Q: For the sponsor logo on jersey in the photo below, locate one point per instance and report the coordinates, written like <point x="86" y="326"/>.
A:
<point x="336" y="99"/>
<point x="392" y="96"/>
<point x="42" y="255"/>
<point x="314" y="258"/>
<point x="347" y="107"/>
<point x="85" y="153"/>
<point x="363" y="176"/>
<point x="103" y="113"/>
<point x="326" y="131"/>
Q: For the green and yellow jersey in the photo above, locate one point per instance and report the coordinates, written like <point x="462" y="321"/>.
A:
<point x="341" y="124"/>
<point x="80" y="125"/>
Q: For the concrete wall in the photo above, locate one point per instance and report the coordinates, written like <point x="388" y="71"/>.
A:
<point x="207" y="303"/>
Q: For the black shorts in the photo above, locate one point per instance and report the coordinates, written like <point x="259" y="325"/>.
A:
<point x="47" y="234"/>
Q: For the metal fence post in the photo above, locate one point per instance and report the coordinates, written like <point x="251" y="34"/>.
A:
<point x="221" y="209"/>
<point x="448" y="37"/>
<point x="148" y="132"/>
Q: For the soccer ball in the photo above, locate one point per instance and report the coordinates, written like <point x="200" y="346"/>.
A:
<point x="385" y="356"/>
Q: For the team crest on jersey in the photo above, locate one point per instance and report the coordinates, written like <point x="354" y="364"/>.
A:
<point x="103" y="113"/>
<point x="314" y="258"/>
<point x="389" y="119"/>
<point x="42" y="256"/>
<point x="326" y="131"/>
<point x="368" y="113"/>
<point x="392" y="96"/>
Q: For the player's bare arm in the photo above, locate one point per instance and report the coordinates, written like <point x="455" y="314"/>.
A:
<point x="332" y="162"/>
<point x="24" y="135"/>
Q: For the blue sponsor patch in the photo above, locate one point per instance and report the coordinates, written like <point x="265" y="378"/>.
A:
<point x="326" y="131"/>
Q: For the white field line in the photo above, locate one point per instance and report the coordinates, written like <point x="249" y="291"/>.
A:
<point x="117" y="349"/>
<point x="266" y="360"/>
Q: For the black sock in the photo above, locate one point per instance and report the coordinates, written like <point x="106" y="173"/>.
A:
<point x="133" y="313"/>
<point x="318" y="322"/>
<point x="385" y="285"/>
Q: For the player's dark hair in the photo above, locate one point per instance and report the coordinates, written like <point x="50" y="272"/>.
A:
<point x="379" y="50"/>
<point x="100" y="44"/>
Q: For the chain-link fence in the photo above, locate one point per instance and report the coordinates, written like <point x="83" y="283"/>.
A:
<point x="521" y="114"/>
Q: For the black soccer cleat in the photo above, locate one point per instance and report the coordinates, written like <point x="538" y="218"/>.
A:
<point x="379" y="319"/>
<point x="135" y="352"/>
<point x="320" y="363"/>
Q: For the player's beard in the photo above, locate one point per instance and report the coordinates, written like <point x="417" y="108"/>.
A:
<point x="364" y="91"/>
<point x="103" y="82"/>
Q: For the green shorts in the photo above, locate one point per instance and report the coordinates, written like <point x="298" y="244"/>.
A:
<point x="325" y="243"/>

= = = = = = =

EXERCISE DIRECTIONS: Pick out each line in the material containing "player".

THE COMPLETED TASK:
Q: For the player's bare arm in the photo above, locate one point per instance and report the coordinates, written like <point x="455" y="314"/>.
Q: For the player's dark hair in the photo above, locate one point per instance and report the coordinates, written like <point x="50" y="272"/>.
Q: For the player's beard in the photo above, locate one point per instance and report the coordinates, written like <point x="417" y="108"/>.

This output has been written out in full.